Задание: Переведите на английский язык предложение из отрывка о Павле I: «У его высочества ужасная привычка, чтоб спешить во всем: спешить вставать, спешить кушать, спешить опочивать ложиться».

Елена Лелина - Павел I без ретуши
13 октября. Камердинер спрашивался у меня, какой кафтан приготовить для его высочества, и как я сказал, какой он сам изволит, то великий князь приказал приготовить зеленый бархатный. Камердинер докладывал, что этот кафтан уже стар, замшился, не прикажет ли другой принесть? Но его высочество, выслав его с сердцем, приказывал, чтобы тот принес, о коем он приказал ему. Тут говорил я великому князю: «А ведь Карла Двенадцатого за упрямство мы не любим. Хорошо ли это, не принимать резону. Вы приказали, прежде не вспомня, что кафтан стар; а теперь, когда правильно представляют, для чего не переменить своего мнения и не согласиться?» Его высочество тотчас приказал кликнуть камердинера и изволил сказать ему, чтобы уже того кафтана не носил, а принес бы другой, который поновее. Из сего поступка и из других прежде сделал я наблюдение, что очень возможно исправлять в его высочестве случающиеся иногда за ним погрешности и склонить его к познанию доброго; надобно знать только, как за то взяться. […]
7 декабря. У его высочества ужасная привычка, чтоб спешить во всем: спешить вставать, спешить кушать, спешить опочивать ложиться. […]
29 октября.…Примечу только, что часто на его высочество имеют великое действие разговоры, касающиеся до кого-нибудь отсутствующего, которые ему услышать случится. Неоднократно наблюдал я, что, когда при нем говорят что в пользу или в похвалу какого-нибудь человека, такого человека после увидя, его высочество особливо склонен к нему является; когда ж, напротив того, говорят о ком невыгодно и хулительно, а особливо не прямо к его высочеству с речью адресуясь, но будто в разговор мимоходом, то такого государь великий князь после увидя, холоден к нему кажется. […]
2 ноября.…Прежде нежели успел еще я войти к его высочеству, изволил он прибежать ко мне и, бросясь на шею и целуя меня, говорил: Прости меня, голубчик, я перед тобой виноват; вперед никогда уже ссориться не будем, вот тебе рука моя. Я расцеловал руку его высочества и, по некоторых изъяснениях постановивши твердый мир, пошел за ним чай пить. […]
22 ноября. В половине четвертого часа государь изволил сесть учиться. У меня не очень хорошо учился, и вот от чего вся беда произошла: вошли мы в учительную, тут бегали его высочества две собачки. [Ему хотелось,] чтоб они тут остались, а мне этого не хотелось, для того что при ученье надобно думать о ученье, а не о собачках. И так сделалась у нас распря; я поупрямился и собачек выгнал. От сего родилось неудовольствие и в ученье нетерпеливость; не могли мы собрать своего внимания и за это гораздо поссорились.
1765 г.

Исходный материал:
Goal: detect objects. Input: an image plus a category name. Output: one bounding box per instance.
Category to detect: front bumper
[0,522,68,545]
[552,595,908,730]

Результат выполнения: His Highness has a terrible habit of hurrying in everything: hurrying to get up, hurrying to eat, hurrying to go to bed.